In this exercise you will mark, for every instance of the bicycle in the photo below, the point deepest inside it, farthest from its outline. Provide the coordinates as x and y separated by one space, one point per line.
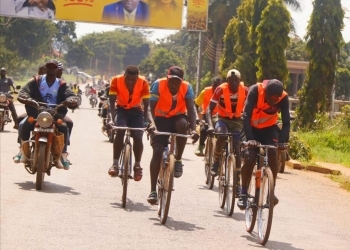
260 196
125 160
228 169
165 181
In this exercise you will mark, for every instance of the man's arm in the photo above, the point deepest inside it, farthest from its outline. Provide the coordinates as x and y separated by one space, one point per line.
284 105
251 102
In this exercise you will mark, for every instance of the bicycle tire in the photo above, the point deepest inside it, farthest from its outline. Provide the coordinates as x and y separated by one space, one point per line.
281 161
125 176
266 188
232 188
168 187
222 182
251 210
40 173
207 163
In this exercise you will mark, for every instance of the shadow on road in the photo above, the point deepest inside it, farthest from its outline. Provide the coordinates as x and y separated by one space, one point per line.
177 225
48 188
273 245
132 206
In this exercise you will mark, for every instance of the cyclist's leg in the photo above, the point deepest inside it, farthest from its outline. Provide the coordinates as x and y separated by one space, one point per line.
136 121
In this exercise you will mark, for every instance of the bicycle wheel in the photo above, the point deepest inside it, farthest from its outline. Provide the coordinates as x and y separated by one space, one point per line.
251 210
125 175
265 207
233 187
281 161
167 188
222 181
208 161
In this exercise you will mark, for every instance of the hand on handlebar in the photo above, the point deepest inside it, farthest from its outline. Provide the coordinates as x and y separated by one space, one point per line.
195 136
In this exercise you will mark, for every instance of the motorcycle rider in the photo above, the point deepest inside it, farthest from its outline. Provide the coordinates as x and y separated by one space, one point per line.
50 89
5 84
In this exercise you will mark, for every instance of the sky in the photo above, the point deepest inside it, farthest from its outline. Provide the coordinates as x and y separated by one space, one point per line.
301 19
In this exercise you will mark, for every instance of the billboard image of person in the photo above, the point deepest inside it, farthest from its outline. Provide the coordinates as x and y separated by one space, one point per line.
131 12
166 13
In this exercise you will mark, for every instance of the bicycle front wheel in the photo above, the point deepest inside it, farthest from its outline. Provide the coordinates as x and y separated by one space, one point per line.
251 209
266 205
167 188
222 182
125 175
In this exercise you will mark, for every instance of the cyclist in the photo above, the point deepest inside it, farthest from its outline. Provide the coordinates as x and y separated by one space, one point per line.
260 116
229 98
170 98
203 101
128 91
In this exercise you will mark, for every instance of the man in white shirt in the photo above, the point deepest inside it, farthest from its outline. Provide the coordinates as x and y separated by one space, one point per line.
131 12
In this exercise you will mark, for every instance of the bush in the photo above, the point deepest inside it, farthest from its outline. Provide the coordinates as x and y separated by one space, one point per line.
298 149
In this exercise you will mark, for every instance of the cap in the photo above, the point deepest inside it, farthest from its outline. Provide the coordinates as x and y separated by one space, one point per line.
274 88
175 72
234 72
52 62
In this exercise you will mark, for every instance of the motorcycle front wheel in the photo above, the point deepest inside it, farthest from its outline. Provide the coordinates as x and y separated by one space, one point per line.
40 173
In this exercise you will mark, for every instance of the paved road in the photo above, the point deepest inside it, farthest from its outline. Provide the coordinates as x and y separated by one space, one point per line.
81 208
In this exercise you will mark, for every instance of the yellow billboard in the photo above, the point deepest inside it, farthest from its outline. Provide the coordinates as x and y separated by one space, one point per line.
141 13
197 14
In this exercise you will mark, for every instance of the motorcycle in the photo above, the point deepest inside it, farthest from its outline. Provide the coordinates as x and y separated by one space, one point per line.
4 109
93 100
46 142
103 113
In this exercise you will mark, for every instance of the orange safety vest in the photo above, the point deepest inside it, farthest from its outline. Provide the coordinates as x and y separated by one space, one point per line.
208 94
259 118
227 110
164 103
123 95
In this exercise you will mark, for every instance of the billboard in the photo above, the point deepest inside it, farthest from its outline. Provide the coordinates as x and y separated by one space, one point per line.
141 13
197 14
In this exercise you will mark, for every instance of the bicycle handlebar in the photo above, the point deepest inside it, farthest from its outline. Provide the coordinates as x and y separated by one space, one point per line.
172 134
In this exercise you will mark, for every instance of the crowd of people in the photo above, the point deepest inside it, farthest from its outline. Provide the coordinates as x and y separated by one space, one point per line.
168 105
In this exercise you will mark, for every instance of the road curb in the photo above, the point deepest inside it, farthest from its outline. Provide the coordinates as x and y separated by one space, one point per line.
298 165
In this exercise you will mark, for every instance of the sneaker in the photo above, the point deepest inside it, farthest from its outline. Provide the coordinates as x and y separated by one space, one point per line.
215 168
113 171
178 169
153 198
199 150
65 161
17 158
137 173
242 201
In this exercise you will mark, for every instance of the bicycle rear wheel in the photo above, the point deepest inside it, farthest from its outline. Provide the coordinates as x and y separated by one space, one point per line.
125 175
208 161
167 189
251 209
233 186
222 181
266 205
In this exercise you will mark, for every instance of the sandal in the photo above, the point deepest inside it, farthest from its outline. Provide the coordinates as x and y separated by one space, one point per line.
137 173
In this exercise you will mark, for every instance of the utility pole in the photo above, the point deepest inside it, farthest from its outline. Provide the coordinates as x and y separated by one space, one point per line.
199 62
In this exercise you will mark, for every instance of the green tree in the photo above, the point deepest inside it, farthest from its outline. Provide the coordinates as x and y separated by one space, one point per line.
272 41
324 41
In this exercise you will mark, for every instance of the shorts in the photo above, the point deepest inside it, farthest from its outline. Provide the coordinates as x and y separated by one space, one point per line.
266 136
233 125
132 118
165 124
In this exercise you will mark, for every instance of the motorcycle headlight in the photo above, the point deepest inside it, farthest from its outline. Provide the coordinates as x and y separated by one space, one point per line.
2 98
44 119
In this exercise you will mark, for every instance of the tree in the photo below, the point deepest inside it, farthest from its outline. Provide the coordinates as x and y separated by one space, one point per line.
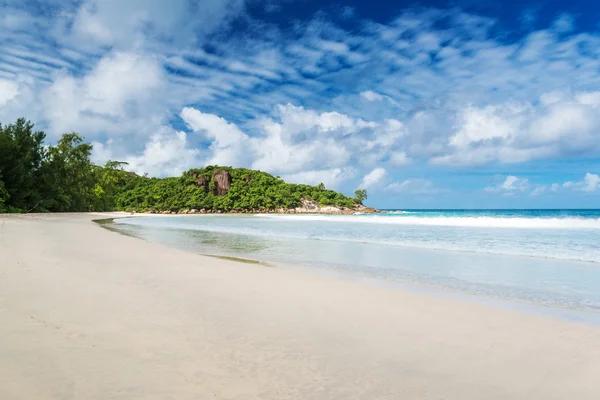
360 195
3 196
21 156
71 174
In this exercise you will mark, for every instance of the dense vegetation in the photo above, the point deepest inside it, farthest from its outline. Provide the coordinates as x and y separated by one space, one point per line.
61 178
250 190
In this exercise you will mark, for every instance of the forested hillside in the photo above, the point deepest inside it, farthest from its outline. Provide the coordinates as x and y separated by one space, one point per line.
61 178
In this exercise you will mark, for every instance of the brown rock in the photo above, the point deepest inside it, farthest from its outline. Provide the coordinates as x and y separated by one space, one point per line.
202 182
222 180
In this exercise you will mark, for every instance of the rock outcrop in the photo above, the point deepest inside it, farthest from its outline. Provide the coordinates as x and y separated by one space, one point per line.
203 183
222 181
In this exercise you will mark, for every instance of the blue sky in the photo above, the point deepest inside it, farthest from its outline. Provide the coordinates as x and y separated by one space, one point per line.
430 104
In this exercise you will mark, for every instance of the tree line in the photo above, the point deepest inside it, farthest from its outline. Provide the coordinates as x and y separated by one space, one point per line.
61 178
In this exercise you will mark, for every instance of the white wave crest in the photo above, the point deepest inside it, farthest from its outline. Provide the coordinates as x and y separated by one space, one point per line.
472 222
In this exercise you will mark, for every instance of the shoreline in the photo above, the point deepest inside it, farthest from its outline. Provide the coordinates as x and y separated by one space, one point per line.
581 315
103 315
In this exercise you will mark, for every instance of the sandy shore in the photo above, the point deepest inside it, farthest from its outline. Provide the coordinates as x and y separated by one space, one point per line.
90 314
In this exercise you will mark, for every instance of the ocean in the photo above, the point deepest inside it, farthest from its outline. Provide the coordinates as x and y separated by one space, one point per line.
544 257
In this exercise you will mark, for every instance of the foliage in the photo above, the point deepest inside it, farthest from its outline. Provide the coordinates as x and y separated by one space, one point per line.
250 190
360 195
57 178
62 178
21 157
3 196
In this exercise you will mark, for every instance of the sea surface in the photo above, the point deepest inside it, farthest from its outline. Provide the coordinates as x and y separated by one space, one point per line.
544 257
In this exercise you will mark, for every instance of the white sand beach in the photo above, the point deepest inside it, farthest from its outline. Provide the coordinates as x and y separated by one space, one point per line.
91 314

* _Your instructions_
Recast the records from the line containing "the white wave" through the end of the records as a two-column CSV with the header request,answer. Give one row per record, with its text and its answer each in a single quoted field and line breaks replaced by spaces.

* _Written solution_
request,answer
"In this exercise you will mark, for every instance of the white wave crest in the photo above, the point deepest inside it, farthest from its outline. Provide the coordinates as x and y separated by one space, one point per line.","472 222"
"In this exercise you will mark, for every instance of the shoreline in the photo above, the point deepest inside it, farthest from its outline. Provide the coordinates as x and y separated by one space, one point per line.","581 315 103 315"
"In this exercise you will mark, for every instance of the sandy shore in the photo above, the point deepest inside it, farthest from its outline. Provide the coordinates as x and y separated by one space, one point per line.","90 314"
"In this exercise you will mark, for every instance of the ocean in the photo above, the point deepest inside it, farthest from its outline. Provide the coordinates as x and y separated by one space, one point per line.","544 257"
"In this exercise you will mark, for every instance of the foliage in the photo above, the point deepest inside it, farthest from its outline. Provide the coordinates as x and y separated by one space, one point per line.","250 190 360 195 57 178 62 178 21 157 3 196"
"In this exercise you will mark, for every instance of the sea surface in the photo above, the point deepest inside it, farthest from its outline. Provide the coordinates as x and y separated by one space, one point per line.","544 257"
"In this exercise you will mark, for every instance of the white sand beach in the photo above, the point deepest inside it, farthest from its outline. Provide the coordinates as x and y separated by one space, one point per line.","91 314"